--- Required work ---
a - How would you put this sentence from the article on the Mediator trial into French: "Servier is accused of covering up the deadly side-effects of the Mediator drug."
b - Can you transcribe the article on the Mediator trial between "Mediator drug trial" and "debilitating health problems.", inclusive?
c - Could you write the next part of the article on the Mediator trial, picking up after its final sentence?

--- Source text ---

Mediator drug trial begins in France
Servier laboratory accused of covering up the dangerous side effects of slimming drug blamed for hundreds of deaths
The long-awaited trial related one of France’s biggest pharmaceutical scandals has opened in Paris.
In 2016, Connexion spoke to the French doctor who blew the whistle on the Mediator drug scandal. Dr Irène Frachon's efforts to alert authorities to the drug's potential dangers were made into a film that was screened at Cannes that year.
Some 2,600 plaintiffs are suing Servier laboratories as well as drug regulator the Agence Nationale de Sécurité du Médicament (ANSM) and 12 other people over the slimming drug Mediator, which has been blamed for the deaths of between 500 and 2,000 people - figures the laboratory has denied.
Thousands more who have taken the drug now claim to live with debilitating health problems.
Servier is accused of covering up the deadly side-effects of the Mediator drug. ANSM is accused of negligence and not acting to prevent the deaths.
The drug - an amphetamine derivative - was prescribed to 5million people in France between 1976 and 2009 before it was recalled.
It was prescribed to overweight people with Type 2 diabetes to help them lose weight - but it was also given to otherwise healthy women as an appetite suppressant.

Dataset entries

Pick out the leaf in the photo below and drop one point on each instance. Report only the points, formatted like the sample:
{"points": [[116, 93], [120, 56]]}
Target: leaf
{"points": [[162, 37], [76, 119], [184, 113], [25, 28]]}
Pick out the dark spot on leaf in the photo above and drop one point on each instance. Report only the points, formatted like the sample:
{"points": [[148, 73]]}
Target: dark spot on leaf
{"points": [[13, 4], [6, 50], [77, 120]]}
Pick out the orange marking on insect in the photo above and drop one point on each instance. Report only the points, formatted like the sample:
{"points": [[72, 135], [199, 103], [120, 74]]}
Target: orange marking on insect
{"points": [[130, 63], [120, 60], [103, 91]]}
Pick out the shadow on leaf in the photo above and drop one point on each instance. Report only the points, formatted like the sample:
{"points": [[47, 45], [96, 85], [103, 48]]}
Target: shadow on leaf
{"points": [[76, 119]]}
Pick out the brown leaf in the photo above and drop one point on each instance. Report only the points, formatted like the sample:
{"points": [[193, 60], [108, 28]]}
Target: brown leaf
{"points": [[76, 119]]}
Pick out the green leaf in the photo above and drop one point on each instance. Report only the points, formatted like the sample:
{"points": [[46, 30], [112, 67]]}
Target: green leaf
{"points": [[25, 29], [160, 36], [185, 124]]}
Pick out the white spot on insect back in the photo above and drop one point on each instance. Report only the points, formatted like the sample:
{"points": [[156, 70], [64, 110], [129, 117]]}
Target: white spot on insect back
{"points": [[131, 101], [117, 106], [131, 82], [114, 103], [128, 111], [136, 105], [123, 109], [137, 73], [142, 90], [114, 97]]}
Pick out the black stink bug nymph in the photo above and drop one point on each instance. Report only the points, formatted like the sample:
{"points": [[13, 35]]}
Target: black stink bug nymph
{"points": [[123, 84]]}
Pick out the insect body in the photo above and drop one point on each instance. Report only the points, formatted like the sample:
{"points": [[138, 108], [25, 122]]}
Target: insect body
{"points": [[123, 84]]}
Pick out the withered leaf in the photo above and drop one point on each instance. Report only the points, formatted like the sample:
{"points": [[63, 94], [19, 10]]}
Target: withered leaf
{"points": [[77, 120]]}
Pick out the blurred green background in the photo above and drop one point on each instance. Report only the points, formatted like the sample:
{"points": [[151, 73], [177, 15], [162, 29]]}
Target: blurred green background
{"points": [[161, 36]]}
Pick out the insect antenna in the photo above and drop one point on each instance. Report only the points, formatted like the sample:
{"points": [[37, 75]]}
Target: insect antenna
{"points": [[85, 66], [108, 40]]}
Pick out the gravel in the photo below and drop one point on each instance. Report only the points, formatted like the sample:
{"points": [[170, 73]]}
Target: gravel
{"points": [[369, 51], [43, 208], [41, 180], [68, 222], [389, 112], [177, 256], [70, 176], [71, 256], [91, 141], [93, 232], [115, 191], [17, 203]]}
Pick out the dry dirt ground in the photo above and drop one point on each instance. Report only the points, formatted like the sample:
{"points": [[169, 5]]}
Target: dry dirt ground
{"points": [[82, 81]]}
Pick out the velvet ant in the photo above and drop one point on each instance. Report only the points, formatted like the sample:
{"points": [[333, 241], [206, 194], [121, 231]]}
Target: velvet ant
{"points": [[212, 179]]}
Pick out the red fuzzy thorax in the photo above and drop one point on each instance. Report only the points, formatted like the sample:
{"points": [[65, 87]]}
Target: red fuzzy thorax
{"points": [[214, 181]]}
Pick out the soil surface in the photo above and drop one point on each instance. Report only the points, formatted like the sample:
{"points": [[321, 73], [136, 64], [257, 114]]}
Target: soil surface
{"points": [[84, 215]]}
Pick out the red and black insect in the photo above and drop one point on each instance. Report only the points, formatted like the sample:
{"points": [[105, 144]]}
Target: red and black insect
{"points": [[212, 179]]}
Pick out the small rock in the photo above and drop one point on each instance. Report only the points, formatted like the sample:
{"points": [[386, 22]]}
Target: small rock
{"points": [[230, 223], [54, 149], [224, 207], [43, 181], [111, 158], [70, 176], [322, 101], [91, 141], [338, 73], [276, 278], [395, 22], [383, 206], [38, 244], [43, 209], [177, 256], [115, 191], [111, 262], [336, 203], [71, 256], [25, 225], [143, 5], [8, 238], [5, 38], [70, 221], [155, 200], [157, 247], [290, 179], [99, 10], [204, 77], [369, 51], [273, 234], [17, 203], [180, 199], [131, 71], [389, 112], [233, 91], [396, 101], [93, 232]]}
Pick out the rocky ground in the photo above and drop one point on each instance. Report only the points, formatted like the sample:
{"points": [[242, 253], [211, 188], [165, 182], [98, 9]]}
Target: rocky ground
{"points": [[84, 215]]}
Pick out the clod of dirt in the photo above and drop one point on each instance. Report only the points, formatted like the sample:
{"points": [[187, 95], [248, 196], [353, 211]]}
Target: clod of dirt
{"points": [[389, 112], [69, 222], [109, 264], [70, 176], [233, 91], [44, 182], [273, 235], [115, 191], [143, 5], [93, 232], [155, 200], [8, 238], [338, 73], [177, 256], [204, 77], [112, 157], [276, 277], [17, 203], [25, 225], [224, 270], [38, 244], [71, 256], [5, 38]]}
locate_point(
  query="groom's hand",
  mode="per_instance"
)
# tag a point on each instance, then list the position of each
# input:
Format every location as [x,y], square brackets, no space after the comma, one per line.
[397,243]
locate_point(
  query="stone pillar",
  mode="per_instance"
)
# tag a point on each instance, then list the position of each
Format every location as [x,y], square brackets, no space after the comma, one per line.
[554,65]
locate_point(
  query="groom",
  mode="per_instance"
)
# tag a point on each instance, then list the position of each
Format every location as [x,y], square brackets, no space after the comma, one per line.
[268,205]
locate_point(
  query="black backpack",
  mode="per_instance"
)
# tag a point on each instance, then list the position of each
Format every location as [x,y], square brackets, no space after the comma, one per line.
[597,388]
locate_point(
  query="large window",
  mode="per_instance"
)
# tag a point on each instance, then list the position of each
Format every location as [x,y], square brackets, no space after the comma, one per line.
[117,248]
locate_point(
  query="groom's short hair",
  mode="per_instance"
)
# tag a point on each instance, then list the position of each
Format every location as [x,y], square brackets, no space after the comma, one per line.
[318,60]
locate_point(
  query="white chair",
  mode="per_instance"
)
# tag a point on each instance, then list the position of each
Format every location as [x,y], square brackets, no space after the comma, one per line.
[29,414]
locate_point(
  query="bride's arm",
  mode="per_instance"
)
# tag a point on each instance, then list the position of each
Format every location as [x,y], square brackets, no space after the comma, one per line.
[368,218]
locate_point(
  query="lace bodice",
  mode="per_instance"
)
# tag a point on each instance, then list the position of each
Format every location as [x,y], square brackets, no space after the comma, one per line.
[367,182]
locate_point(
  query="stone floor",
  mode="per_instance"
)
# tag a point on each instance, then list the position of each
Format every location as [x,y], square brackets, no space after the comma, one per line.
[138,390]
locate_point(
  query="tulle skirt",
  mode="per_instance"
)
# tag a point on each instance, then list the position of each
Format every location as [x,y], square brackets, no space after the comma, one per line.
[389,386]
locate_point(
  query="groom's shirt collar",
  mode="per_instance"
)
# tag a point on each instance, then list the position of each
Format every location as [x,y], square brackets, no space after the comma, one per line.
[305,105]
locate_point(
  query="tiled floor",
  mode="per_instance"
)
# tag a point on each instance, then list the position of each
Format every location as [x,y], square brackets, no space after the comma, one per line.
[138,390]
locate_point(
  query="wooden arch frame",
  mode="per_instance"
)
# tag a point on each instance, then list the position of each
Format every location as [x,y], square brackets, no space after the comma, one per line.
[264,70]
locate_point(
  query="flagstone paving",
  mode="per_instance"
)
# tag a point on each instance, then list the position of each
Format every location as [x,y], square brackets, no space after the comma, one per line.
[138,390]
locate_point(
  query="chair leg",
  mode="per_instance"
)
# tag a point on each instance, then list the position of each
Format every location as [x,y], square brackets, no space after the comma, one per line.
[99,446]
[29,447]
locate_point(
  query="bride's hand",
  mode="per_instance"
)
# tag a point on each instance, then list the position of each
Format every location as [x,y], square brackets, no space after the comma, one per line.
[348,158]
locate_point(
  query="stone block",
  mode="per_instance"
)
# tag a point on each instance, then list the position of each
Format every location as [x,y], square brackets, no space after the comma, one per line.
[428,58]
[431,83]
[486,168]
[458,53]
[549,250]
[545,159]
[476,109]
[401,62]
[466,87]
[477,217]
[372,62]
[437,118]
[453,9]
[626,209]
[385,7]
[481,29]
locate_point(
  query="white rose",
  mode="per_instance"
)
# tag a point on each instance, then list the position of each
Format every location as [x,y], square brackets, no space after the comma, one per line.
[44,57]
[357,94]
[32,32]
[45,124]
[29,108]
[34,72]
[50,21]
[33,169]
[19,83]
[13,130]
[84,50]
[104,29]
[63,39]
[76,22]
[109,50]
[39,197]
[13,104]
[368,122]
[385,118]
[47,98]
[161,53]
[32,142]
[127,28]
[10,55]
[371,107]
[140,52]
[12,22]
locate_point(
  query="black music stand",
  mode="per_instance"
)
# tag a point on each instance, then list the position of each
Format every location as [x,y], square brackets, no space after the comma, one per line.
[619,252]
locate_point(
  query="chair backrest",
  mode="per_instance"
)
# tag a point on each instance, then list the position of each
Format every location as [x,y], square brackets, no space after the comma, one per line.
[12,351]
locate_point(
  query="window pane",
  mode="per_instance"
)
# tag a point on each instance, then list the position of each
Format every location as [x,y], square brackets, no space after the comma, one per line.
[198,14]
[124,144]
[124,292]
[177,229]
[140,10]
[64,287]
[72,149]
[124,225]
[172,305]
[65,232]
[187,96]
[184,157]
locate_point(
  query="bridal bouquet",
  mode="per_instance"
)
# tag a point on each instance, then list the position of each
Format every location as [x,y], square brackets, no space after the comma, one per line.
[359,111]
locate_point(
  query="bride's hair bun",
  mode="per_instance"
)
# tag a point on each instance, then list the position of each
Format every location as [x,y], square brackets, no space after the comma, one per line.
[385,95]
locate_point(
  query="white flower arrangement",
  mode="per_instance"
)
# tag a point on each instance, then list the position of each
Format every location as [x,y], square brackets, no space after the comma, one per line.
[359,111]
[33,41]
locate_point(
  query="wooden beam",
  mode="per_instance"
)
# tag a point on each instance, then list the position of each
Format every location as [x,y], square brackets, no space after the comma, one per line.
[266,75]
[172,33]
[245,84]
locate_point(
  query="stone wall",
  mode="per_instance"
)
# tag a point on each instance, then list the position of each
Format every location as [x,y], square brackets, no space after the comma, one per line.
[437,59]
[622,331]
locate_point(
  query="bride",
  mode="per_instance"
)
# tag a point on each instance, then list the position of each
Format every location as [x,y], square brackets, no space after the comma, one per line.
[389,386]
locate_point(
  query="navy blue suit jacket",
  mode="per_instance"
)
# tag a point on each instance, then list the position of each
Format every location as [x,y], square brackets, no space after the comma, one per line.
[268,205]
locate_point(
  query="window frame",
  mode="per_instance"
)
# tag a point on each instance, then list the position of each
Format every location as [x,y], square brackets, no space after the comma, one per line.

--- Answers for each item ---
a - Servier est accusé d'avoir dissimulé les effets secondaires mortels du médicament Mediator.

b -
Mediator drug trial begins in France
Servier laboratory accused of covering up the dangerous side effects of slimming drug blamed for hundreds of deaths
The long-awaited trial related one of France’s biggest pharmaceutical scandals has opened in Paris.
In 2016, Connexion spoke to the French doctor who blew the whistle on the Mediator drug scandal. Dr Irène Frachon's efforts to alert authorities to the drug's potential dangers were made into a film that was screened at Cannes that year.
Some 2,600 plaintiffs are suing Servier laboratories as well as drug regulator the Agence Nationale de Sécurité du Médicament (ANSM) and 12 other people over the slimming drug Mediator, which has been blamed for the deaths of between 500 and 2,000 people - figures the laboratory has denied.
Thousands more who have taken the drug now claim to live with debilitating health problems.

c -
It is suspected of causing heart and pulmonary failure. The drug was never authorised in Britain, while other countries, including Spain and Italy, refused to licence it in the early 2000s.
To date, Servier has paid out almost €132m in compensation.
This trial will seek to establish why the drug was on the market for so long in France.
Lawyers argue that Servier laboratory deliberately misled patients. The drugmaker has been accused of making at least €1bn from the drug, while knowing of its dangers. In a 677-page indictment file, magistrates said Servier, “knowingly concealed the medication’s true characteristics” and hid medical studies unfavourable to the product, establishing a long-term fraud.
The trial is expected to last until April 30, 2020.